Javier Luis Sáenz de Cosculluela (born 11 October 1944, Logroño, Spain) is a politician and Spanish lawyer. He served as a Minister in the second, third and fourth terms of Felipe González.

== Biography ==
Sáenz studied law at the University of Barcelona, specializing in labor law. He participated in the political activity against Francoist Spain in the 1970s. He was secretly a member of the Spanish Socialist Workers' Party and of the General Union of Workers in 1973 and was one of the founders of the Socialist Federation of The Rioja.

Sáenz was chosen Deputy to the Congress in the Constituent Legislature of Spain in 1977 by the province of Logroño, and re-elected five more times until he left the seat in 1996. He was Minister of Public Works and Transport. On 6 June 2008, he was appointed new President of the National Association of Community Managers(AERCO) during the celebration of the Extraordinary General Assembly of this Association.

== Posts held ==
- General secretary of the PSOE of The Rioja (1973-1981).
- Deputy by The Rioja in the Congress of Deputies (1977-1996).
- General secretary of the Socialist Group in the Congress of Deputies (1981-1982).
- Spokesman of the Socialist Group in the Congress of Deputies (1982-1985).
- Minister of Public Works and Transportation of Spain (1985-1991).

■ Records from a data source:
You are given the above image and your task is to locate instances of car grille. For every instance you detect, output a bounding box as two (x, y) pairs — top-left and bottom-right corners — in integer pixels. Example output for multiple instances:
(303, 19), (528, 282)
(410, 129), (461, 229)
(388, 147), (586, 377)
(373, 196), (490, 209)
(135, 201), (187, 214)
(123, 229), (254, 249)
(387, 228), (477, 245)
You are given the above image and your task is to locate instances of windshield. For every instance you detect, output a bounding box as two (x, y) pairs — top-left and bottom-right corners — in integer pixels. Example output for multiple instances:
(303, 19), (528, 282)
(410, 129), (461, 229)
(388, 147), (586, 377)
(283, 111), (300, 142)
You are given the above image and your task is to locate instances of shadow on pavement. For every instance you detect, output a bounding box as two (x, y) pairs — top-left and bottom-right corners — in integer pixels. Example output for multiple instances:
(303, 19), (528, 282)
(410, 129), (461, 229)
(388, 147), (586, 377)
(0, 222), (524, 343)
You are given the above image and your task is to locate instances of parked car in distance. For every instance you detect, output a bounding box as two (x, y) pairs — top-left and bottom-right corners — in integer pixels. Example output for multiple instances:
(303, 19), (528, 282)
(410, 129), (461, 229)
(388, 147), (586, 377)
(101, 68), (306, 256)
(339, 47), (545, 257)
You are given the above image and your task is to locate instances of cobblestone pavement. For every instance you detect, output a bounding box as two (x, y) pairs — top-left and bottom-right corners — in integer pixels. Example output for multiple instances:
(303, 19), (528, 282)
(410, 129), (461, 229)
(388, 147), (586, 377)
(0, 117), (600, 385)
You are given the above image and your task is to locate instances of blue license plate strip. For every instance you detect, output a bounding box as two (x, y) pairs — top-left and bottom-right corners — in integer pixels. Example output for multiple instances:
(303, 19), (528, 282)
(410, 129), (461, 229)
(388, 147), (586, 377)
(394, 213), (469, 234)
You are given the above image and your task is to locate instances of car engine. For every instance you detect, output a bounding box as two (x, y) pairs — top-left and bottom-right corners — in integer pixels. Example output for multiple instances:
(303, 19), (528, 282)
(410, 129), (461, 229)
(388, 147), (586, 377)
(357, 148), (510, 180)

■ Directions:
1. In the biography, could you rewrite the part that opens with the words containing "- Deputy by" and closes with "of Spain (1985-1991).", putting "Socialist Parliamentary Group" wherever "Socialist Group" appears?
2. How would you translate this sentence from the biography into French: "Sáenz studied law at the University of Barcelona, specializing in labor law."
3. Based on the biography:
(a) In what year was Sáenz born?
(b) On what date was he appointed President of the National Association of Community Managers?
(c) During which years was he Minister of Public Works and Transportation of Spain?
Rely on the biography alone.

■ Answers below:
1.
- Deputy by The Rioja in the Congress of Deputies (1977-1996).
- General secretary of the Socialist Parliamentary Group in the Congress of Deputies (1981-1982).
- Spokesman of the Socialist Parliamentary Group in the Congress of Deputies (1982-1985).
- Minister of Public Works and Transportation of Spain (1985-1991).

2. Sáenz a étudié le droit à l'Université de Barcelone, en se spécialisant en droit du travail.

3.
(a) 1944
(b) 6 June 2008
(c) 1985-1991